ABOUT THIS EXERCISE
Go through the entries one line at a time, and gather every line that has the word "edge".

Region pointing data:
++++++++++
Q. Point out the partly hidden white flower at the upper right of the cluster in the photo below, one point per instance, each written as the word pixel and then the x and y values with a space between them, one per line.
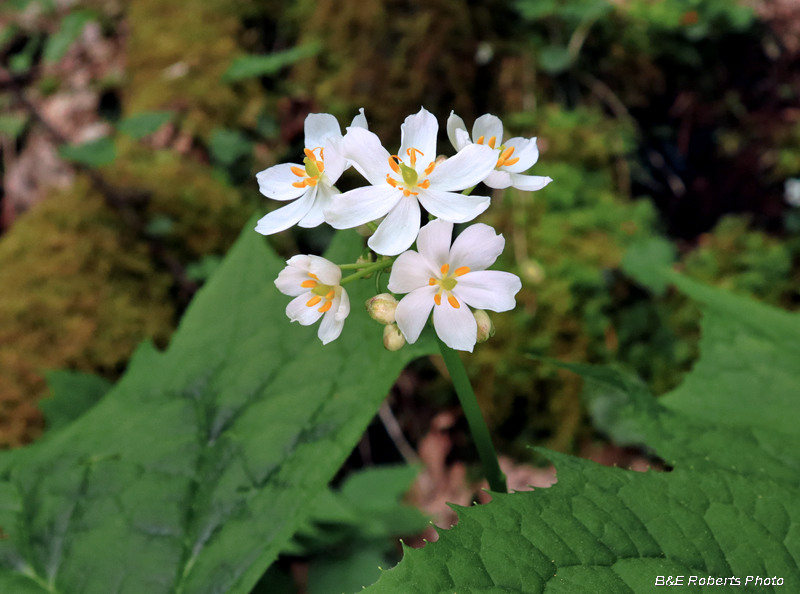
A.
pixel 516 155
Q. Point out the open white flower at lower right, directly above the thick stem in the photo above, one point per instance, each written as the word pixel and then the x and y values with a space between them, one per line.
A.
pixel 448 279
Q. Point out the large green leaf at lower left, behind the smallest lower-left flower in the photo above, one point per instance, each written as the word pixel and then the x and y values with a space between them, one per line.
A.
pixel 197 468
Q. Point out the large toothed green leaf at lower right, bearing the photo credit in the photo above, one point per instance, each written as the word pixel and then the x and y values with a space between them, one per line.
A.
pixel 730 508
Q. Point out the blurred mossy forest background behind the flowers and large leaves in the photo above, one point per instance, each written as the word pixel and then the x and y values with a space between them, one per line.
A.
pixel 131 132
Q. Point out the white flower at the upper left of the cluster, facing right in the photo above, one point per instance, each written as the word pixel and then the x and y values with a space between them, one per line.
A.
pixel 312 182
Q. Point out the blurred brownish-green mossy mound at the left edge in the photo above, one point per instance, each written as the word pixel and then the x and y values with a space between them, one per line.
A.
pixel 78 293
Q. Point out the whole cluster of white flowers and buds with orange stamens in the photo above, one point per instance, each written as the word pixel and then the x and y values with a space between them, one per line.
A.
pixel 437 276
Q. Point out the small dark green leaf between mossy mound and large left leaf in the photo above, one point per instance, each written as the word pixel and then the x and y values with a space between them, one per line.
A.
pixel 73 394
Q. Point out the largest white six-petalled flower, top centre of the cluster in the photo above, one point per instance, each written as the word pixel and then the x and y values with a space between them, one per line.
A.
pixel 400 183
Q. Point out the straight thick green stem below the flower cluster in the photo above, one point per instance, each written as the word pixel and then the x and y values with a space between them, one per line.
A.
pixel 480 432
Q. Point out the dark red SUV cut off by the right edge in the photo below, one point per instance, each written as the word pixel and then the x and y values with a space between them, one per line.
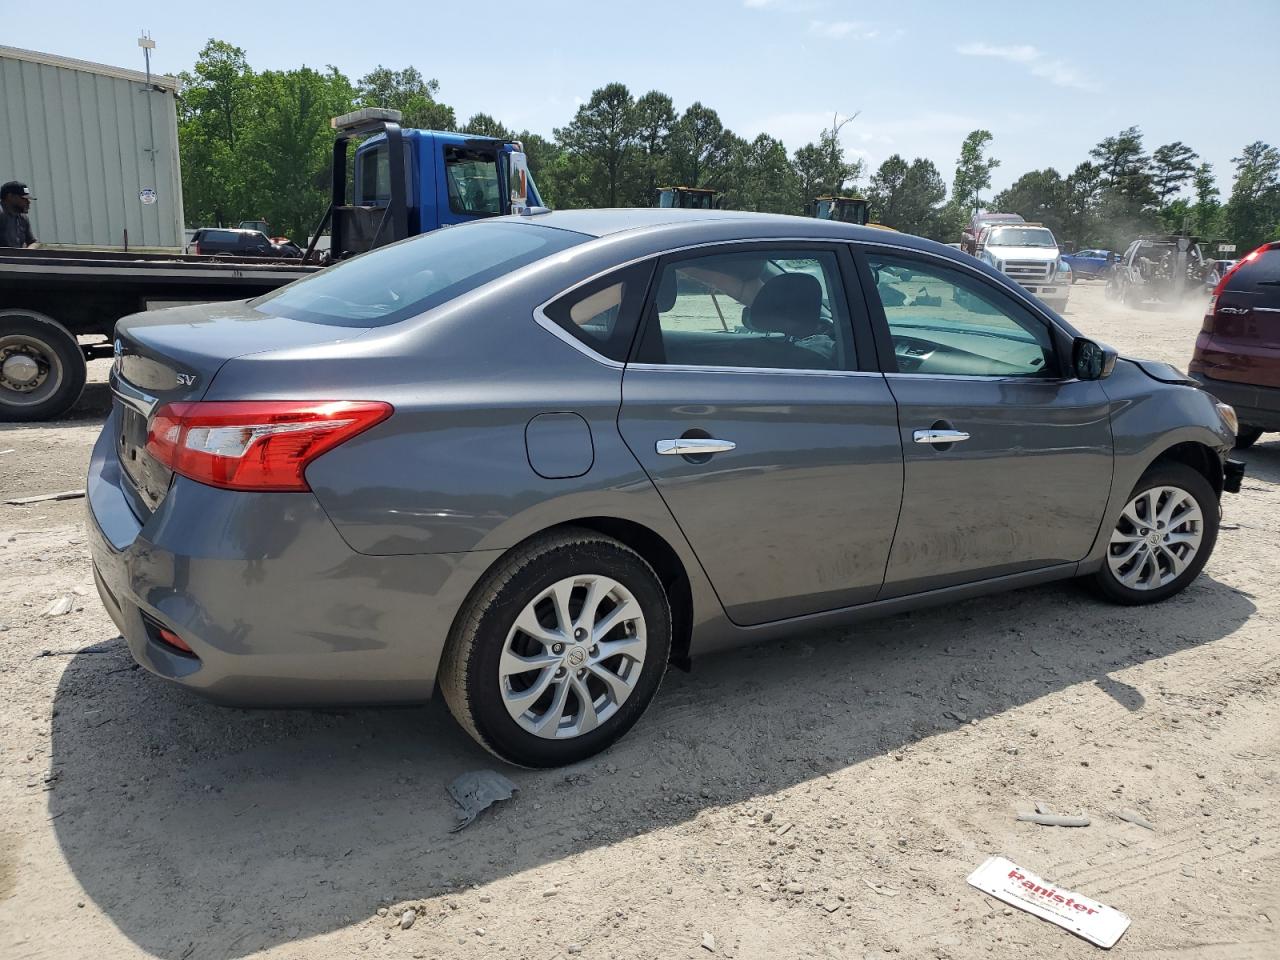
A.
pixel 1238 350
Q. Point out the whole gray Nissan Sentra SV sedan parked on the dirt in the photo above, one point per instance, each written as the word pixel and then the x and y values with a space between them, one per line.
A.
pixel 534 460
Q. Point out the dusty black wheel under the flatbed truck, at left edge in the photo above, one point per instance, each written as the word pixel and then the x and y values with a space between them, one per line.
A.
pixel 42 367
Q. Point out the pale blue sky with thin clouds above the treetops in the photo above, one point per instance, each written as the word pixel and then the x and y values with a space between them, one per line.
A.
pixel 1049 80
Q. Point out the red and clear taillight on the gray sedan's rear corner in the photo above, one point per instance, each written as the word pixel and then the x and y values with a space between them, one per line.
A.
pixel 255 445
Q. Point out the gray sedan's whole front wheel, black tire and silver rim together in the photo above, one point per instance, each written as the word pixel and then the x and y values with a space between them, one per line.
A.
pixel 1163 540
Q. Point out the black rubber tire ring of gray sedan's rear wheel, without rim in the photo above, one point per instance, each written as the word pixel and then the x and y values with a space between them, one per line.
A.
pixel 469 669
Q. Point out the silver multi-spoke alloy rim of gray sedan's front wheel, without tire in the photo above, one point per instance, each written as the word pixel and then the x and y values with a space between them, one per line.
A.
pixel 1159 536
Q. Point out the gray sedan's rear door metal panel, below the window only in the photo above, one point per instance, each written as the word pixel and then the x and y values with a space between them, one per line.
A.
pixel 799 516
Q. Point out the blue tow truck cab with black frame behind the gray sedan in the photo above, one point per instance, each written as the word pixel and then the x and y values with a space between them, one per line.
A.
pixel 409 182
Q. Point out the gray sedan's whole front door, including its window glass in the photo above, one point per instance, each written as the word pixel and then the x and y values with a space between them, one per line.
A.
pixel 1027 479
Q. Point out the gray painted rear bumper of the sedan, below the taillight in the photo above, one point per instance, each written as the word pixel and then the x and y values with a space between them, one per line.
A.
pixel 277 607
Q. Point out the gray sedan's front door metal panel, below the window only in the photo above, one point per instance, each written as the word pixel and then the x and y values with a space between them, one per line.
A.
pixel 1026 491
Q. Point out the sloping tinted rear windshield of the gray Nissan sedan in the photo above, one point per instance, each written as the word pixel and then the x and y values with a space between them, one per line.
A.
pixel 400 281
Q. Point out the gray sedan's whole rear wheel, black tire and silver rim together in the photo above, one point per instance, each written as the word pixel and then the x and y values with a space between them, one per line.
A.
pixel 559 651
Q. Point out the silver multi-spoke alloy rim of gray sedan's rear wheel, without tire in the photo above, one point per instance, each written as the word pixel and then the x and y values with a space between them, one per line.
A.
pixel 573 657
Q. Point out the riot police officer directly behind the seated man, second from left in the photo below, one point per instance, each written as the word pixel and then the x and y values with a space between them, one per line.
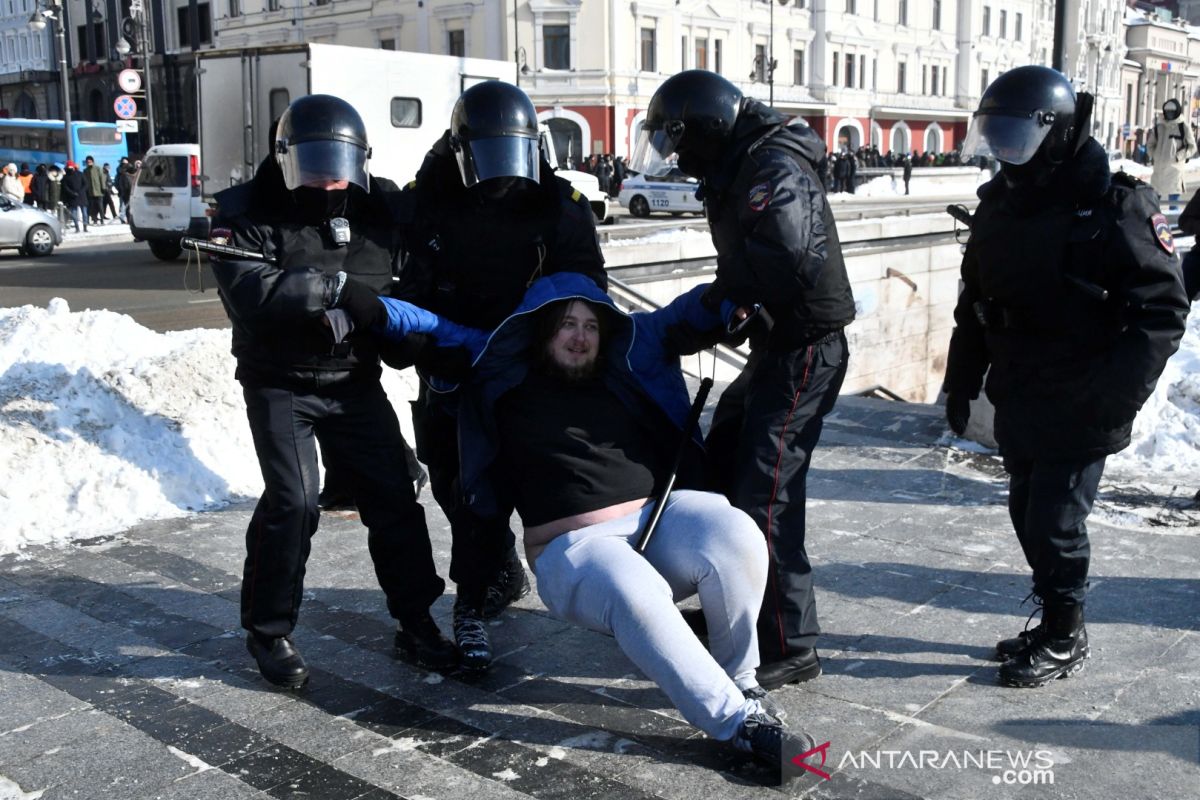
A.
pixel 485 218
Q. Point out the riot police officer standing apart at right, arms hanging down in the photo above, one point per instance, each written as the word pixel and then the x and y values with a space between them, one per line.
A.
pixel 1073 298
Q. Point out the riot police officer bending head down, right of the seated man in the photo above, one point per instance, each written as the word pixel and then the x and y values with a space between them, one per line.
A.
pixel 778 249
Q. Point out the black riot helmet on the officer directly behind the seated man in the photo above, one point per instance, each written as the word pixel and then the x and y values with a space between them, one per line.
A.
pixel 494 134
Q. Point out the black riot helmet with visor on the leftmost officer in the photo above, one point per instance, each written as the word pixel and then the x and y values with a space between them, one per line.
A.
pixel 322 139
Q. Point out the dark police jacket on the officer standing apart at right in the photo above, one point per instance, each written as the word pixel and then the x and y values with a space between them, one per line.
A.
pixel 1072 296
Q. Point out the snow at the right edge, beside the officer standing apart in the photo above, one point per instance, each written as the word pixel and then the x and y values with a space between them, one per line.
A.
pixel 1168 428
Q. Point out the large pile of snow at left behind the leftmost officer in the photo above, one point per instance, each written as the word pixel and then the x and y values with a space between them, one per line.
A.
pixel 105 424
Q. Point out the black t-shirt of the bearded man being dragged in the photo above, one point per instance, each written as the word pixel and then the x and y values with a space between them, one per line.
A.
pixel 568 448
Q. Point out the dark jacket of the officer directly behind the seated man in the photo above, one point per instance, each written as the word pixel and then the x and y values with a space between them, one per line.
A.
pixel 472 262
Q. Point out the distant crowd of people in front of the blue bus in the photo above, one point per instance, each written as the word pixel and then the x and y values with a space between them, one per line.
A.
pixel 85 196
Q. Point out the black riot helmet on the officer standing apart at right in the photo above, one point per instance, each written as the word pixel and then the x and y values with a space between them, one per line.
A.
pixel 1029 112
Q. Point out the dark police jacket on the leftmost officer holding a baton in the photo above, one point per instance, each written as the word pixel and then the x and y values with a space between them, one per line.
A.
pixel 279 333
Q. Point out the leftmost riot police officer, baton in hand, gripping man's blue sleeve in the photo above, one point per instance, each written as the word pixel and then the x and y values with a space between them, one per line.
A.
pixel 310 374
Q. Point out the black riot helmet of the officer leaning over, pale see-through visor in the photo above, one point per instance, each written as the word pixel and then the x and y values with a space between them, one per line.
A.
pixel 691 118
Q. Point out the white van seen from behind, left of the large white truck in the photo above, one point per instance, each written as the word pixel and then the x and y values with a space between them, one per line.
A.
pixel 166 204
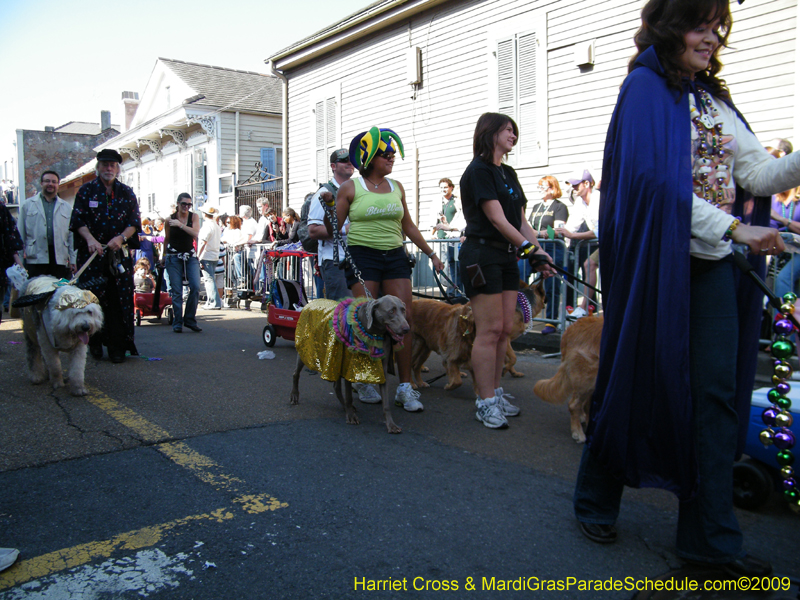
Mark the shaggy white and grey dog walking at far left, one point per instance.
++++++++++
SOLUTION FOR THIS TASK
Q. Point out the blurred brownish-green mossy mound at the left edge in the photo above, one point per instance, each written as the word pixel and then the x and y values with a space between them, one per line.
Q. Point out the dark red SUV cut off by the right edge in the photo below, one point per instance, each written as the word pixel and then the x and y values with a space between them, one per line.
Q. Point out the dusty black wheel under the flatbed truck, at left edge in the photo above, one point per instance, each written as the word pixel and then the x and y values with a space between them, one per line.
Q. Point out the snow at the right edge, beside the officer standing apart in the photo above, one point per instance, each written as the word pixel and then the x and y values with a space between them, one per line.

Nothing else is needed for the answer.